[Dataset items]
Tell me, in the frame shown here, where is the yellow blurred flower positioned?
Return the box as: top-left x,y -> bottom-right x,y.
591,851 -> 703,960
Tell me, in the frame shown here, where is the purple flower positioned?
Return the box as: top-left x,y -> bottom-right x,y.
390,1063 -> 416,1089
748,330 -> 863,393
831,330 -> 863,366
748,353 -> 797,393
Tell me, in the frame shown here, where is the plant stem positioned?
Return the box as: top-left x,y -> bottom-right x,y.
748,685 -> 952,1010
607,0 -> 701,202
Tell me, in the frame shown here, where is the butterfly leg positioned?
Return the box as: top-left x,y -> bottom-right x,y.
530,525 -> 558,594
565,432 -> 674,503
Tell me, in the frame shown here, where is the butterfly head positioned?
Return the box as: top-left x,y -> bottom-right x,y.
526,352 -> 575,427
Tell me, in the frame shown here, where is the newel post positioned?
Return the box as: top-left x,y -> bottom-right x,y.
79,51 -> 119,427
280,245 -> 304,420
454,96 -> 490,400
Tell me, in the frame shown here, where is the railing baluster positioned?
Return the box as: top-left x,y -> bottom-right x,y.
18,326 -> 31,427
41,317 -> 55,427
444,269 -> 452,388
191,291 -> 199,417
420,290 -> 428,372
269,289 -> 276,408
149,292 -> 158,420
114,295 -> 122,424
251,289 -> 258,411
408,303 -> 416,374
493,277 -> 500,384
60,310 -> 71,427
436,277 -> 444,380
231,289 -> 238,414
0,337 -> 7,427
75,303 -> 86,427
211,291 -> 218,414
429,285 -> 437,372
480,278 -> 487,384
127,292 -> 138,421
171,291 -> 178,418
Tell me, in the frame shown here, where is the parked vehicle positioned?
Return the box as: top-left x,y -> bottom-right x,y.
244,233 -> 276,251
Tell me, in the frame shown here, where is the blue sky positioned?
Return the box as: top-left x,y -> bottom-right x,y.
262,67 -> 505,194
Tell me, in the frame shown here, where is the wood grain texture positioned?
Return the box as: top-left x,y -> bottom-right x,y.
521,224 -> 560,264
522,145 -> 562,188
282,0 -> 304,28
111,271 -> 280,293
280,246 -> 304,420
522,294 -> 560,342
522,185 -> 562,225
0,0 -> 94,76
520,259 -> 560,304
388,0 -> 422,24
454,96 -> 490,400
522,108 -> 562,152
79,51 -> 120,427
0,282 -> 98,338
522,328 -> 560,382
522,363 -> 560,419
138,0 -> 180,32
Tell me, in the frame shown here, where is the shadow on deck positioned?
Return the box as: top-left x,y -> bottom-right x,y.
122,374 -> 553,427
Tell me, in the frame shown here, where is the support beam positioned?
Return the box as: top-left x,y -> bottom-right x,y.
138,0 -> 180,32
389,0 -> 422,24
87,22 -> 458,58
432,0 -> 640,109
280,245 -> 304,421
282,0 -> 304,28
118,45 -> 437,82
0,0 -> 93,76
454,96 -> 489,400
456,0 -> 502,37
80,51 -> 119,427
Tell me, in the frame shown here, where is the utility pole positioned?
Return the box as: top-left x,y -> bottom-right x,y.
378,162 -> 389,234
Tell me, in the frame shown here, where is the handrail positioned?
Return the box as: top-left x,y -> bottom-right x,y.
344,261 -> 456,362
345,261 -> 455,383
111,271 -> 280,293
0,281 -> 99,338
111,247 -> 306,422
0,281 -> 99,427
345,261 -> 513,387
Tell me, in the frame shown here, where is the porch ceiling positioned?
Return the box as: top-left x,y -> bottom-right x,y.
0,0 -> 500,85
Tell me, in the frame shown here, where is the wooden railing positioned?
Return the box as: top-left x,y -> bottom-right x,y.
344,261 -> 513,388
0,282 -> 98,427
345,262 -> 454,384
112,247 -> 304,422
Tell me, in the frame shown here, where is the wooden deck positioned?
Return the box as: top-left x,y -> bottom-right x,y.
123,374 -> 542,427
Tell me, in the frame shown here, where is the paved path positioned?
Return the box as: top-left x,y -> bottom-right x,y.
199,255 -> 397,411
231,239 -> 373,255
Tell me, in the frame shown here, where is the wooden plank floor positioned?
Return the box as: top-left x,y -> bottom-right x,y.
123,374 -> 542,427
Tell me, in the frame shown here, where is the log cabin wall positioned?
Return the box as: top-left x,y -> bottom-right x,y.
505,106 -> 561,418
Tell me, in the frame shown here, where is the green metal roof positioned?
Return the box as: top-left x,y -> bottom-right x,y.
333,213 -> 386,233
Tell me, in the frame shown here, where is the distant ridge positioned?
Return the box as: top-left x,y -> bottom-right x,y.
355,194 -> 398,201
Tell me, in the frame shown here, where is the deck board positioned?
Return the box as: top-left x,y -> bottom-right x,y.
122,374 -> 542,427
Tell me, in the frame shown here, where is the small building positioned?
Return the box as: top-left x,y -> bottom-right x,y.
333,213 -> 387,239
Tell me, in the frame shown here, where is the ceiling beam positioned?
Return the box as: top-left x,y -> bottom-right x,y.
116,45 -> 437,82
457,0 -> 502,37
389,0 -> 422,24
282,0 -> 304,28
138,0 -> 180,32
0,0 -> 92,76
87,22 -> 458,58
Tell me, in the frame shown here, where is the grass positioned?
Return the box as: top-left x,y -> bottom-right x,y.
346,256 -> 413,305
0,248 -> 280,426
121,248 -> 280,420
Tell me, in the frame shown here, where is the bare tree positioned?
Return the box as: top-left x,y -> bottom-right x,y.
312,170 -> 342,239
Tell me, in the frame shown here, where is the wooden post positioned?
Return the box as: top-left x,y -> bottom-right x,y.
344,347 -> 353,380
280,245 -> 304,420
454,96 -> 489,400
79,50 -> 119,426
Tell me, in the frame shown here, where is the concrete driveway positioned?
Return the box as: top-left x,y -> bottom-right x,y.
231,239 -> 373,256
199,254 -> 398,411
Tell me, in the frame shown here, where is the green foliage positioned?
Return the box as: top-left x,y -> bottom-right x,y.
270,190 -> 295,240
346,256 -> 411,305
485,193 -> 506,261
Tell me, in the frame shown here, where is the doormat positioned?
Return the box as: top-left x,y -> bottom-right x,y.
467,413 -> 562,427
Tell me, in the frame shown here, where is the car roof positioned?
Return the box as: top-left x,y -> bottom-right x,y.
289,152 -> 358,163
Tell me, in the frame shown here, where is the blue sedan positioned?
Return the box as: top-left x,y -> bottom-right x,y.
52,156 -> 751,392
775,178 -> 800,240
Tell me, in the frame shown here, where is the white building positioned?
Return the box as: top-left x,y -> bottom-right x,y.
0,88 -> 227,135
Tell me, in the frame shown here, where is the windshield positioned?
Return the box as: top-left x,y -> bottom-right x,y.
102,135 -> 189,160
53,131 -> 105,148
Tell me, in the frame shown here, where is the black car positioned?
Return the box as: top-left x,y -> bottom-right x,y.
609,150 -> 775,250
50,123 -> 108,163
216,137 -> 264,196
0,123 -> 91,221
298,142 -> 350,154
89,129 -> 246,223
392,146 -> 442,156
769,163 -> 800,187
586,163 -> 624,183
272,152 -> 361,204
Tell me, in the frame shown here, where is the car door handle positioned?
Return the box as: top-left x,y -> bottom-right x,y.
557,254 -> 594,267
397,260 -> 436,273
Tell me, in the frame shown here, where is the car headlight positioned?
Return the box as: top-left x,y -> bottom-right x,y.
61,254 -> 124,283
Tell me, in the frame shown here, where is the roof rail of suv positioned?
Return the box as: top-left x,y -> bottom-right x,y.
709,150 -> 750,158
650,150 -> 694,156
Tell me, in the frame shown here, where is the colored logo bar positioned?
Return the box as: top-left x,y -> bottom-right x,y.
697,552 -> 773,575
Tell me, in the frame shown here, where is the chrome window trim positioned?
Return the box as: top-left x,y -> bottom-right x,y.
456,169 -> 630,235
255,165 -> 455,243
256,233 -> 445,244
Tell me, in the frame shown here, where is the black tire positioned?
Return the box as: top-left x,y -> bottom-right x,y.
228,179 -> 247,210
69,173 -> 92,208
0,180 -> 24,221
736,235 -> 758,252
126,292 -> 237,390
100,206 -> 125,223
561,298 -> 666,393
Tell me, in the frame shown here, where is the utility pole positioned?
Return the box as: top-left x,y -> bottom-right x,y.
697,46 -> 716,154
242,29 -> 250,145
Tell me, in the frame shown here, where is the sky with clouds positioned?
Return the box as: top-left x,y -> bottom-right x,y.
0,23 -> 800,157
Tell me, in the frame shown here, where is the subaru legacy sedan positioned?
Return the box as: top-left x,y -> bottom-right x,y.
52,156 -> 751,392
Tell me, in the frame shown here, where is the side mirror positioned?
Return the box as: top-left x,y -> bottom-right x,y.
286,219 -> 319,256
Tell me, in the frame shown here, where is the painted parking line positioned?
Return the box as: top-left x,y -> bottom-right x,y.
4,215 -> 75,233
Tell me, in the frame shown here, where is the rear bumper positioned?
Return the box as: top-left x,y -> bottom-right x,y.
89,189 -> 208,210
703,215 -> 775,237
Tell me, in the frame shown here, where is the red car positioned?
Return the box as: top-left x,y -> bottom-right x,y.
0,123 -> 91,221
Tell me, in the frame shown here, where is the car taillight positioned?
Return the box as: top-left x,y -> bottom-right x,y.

• _Problem to solve_:
Could you lay out the rows as a numbered list, starting with the very first row and ending with the line containing "748,353 -> 797,393", both included, with blank lines left out?

• _Solution to this problem_:
1. Tell me, in the frame shown here, where is the yellow blurred flower positioned?
2. Return the box as: top-left x,y -> bottom-right x,y.
3. 591,851 -> 703,960
4. Tell me, in the frame shown here, where is the purple flower positioned?
5. Return the box as: top-left x,y -> bottom-right x,y.
6. 390,1063 -> 416,1089
7. 748,330 -> 863,393
8. 831,330 -> 863,366
9. 748,353 -> 797,393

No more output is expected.